→ Document source

____________

N’empêche que la majorité des
gens sont gentils avec nous et prennent simplement le temps de nous féliciter.
On nous répète souvent à quel point nous sommes des parents extraordinaires,
que peu de gens réussiraient à faire ce que nous faisons et, surtout, à
résister en tant que couple au cœur de toute cette adversité. Grande
prématurité, maladie, hospitalisations fréquentes, virus, c’est vrai que nous
sommes passés au travers de plusieurs choses au cours des derniers mois.
Toutefois, nous ne croyons pas que cela fait de nous des êtres d’exception. Nous
prenons les compliments qui nous sont si gentiment adressés, or, nous savons
que nous sommes loin d’être des saints. Nous faisons ce que nous pouvons, tout
simplement. Et souvent, ce n’est pas suffisant. Souvent, il nous faudrait faire
encore plus, encore mieux.
Le mieux devra attendre, car il
faut parfois aller dormir.
Nous n’avons rien d’exceptionnel,
non. Nous aussi, nous avons envie de jeter nos enfants contre les murs parfois.
Ma coche, je la pète. Souvent. Cette semaine, j’ai crié. Hurlé. Contre Béatrice,
entre autres, qui refusait de boire son biberon, une fois de plus
(l’alimentation n’est pas chose simple pour nos trois poupounes, c’est plutôt
un combat de tous les jours). Je lui ai lancé des paroles méchantes, des mots
que je ne pensais qu’à moitié, mais que je devais tout de même dire, pour me
libérer, exorciser ma frustration, mon impuissance, ma fatigue. Béatrice, qui
pleurait pendant que je lui gueulais dessus. Béatrice la martyre. C’est elle
qui finira par se faire béatifier par le pape, pas moi. Sainte Béatrice de
Lévis. Nom prédestiné.

____________

→ Données fournies
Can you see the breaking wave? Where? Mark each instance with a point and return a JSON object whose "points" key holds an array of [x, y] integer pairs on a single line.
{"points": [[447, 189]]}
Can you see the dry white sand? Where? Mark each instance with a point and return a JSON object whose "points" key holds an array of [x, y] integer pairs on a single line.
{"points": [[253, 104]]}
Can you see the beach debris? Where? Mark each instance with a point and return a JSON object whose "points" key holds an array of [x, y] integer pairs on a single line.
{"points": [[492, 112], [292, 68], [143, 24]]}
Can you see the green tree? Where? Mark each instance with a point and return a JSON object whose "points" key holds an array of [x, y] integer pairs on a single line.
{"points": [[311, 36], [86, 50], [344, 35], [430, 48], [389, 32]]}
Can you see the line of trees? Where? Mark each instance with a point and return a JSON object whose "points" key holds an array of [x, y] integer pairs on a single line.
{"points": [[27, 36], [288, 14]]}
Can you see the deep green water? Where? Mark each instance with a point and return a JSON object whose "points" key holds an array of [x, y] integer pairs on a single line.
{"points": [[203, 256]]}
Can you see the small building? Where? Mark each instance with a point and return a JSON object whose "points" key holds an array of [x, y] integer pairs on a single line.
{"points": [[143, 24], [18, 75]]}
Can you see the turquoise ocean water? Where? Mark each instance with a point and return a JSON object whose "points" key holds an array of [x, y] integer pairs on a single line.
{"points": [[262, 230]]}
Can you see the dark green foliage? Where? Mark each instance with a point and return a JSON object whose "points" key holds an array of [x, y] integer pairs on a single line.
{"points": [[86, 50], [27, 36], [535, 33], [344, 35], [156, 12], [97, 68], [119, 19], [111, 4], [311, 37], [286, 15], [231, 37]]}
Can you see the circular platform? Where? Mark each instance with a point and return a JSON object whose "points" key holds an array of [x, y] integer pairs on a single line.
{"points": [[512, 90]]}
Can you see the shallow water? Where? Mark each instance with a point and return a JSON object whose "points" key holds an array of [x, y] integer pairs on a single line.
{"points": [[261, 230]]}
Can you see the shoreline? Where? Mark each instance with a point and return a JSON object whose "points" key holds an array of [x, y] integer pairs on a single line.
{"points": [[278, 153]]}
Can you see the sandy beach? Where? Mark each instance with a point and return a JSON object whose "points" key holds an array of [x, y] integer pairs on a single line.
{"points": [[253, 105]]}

____________

→ Tâche à réaliser
Continuez le texte sur les parents de grands prématurés après sa dernière phrase.

→ Réponse à la tâche
Je réécouterais les propos que
j’ai tenus alors et j’en braillerais probablement tellement ils n’étaient que
rage et douleur. Pauvre petite, ce n’était pas sa faute. Ce n’est jamais de
leur faute, aux bébés. Ils ne comprennent pas ce qui se passe la majorité du
temps, ils doivent gérer tant de choses à la fois, apprendre à reconnaître la
faim, la douleur, la peur, à cohabiter avec elles, à les communiquer
adéquatement. Apprendre à vivre demande patience et abnégation. Toutefois, nous
ne pouvons demander à un nourrisson de faire preuve de telles qualités. Il en
revient donc aux parents d’en faire montre à leur place.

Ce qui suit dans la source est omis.